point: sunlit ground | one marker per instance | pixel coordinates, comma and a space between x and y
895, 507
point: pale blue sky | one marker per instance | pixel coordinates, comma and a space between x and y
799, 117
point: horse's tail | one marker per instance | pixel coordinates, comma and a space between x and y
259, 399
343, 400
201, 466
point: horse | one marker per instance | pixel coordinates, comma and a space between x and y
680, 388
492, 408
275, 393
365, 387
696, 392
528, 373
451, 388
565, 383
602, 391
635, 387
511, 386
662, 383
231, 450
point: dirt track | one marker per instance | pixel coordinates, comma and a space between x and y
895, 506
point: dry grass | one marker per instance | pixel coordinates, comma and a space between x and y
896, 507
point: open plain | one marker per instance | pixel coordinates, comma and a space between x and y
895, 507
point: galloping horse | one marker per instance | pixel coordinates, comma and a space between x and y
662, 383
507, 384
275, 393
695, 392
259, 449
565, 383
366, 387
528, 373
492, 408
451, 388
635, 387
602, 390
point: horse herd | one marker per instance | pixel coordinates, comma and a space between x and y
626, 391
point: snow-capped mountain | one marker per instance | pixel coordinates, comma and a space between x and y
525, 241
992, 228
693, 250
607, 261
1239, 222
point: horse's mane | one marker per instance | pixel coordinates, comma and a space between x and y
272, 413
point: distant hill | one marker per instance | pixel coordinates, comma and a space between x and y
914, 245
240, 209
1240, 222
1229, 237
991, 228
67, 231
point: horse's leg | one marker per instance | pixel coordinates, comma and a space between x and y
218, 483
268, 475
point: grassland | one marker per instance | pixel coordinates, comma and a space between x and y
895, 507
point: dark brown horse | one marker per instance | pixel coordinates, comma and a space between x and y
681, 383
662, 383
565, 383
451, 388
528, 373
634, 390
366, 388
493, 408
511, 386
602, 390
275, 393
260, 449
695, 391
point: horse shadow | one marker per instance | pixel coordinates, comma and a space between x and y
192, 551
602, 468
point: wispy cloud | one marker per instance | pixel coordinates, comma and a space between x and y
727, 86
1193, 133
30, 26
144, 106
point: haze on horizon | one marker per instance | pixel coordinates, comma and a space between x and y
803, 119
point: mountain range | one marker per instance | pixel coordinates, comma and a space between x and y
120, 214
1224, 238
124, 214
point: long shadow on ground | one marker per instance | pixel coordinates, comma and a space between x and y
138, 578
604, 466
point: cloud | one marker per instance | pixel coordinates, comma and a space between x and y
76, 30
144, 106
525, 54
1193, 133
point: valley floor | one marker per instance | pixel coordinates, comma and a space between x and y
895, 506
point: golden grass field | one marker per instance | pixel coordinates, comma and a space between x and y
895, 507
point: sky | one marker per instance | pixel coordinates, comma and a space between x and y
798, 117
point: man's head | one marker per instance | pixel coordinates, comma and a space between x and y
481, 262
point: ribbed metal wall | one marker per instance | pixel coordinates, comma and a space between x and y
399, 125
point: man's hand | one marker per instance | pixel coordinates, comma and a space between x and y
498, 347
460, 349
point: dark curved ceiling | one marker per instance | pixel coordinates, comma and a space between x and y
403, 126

• • • •

## STATED EXERCISE
Please reproduce all of the items above word for word, keeping every line the same.

## SOLUTION
point: sunlit ground | one marker per instance | pixel coordinates, comma and a space between x and y
895, 507
point: pale blue sky | one marker per instance | pixel coordinates, comma and a space between x and y
799, 117
point: horse's tail | one marker per instance | pixel coordinates, comma and a space between x and y
259, 399
343, 400
201, 466
point: horse | one marker per instance | pixel coordinates, comma and a space between x and y
680, 388
492, 408
275, 393
365, 387
696, 392
528, 373
451, 388
565, 383
602, 391
635, 387
511, 386
662, 383
231, 450
point: dirt track | one marker per instance | pixel coordinates, comma and a space between x and y
895, 506
point: dry grass | one marker per instance | pixel coordinates, comma and a space between x and y
896, 507
point: open plain | one marker per instance | pixel coordinates, comma and a space between x and y
895, 507
point: galloping horse | one marker per instance | pixel coordinates, comma and a space between x and y
662, 383
507, 384
275, 393
695, 392
259, 449
565, 383
366, 387
528, 373
492, 408
451, 388
635, 387
602, 390
point: horse herd | one marker per instance | pixel coordinates, comma and a space between x and y
626, 391
point: snow-capped mountain | one marker per instance | pixel coordinates, comma and a space between x and y
525, 241
992, 228
693, 250
607, 261
1239, 222
point: horse's mane | one marker per instance | pixel coordinates, comma and a space between x and y
272, 413
point: distant hill | one marker per instance | pixel coordinates, comma and a space between x and y
914, 245
240, 209
1240, 222
1229, 237
991, 228
67, 231
point: horse's leg | one marker per instance | pixel coordinates, comma and a space between x and y
218, 483
268, 475
point: grassland | one marker per instance | pixel coordinates, comma and a space between x and y
895, 507
point: dark brown horse | one marker per instance | pixel coordinates, comma and a space between x and y
681, 383
662, 383
565, 383
451, 388
528, 373
634, 390
366, 388
493, 408
511, 386
602, 390
275, 393
260, 449
695, 391
point: horse shadow | one marker per instance | pixel coordinates, comma and a space between x and y
192, 551
602, 468
point: wispy cloud | one marker per instance | pixel coordinates, comma and a space between x and y
727, 86
1193, 133
30, 26
144, 106
point: haze on horizon | one marker per instance | pixel coordinates, comma and a space between x and y
803, 119
point: mountain range | one marker per instance | pixel coordinates, comma and a space between x and y
120, 214
1224, 238
124, 214
point: long shadow on ground | one marker per instance | pixel coordinates, comma and a space between x and y
138, 578
604, 466
point: cloud | one marker per instance | pixel coordinates, comma and a space between x and y
76, 30
144, 106
525, 54
1193, 133
point: valley floor | one marker per instance | pixel coordinates, comma and a space between x and y
895, 506
point: golden grass field | one marker per instance | pixel coordinates, comma and a space between x and y
895, 507
point: sky | one marker per instance | pixel coordinates, comma and a space between x and y
798, 117
point: man's head | one marker per instance | pixel coordinates, comma and a space between x and y
481, 262
point: ribbed metal wall | one marker per instance | pixel coordinates, comma and a space between x and y
399, 125
point: man's hand | one marker per instance | pixel coordinates, comma and a space between x and y
498, 347
460, 349
point: dark curved ceiling | one marker per instance | pixel coordinates, comma and a space between x and y
403, 126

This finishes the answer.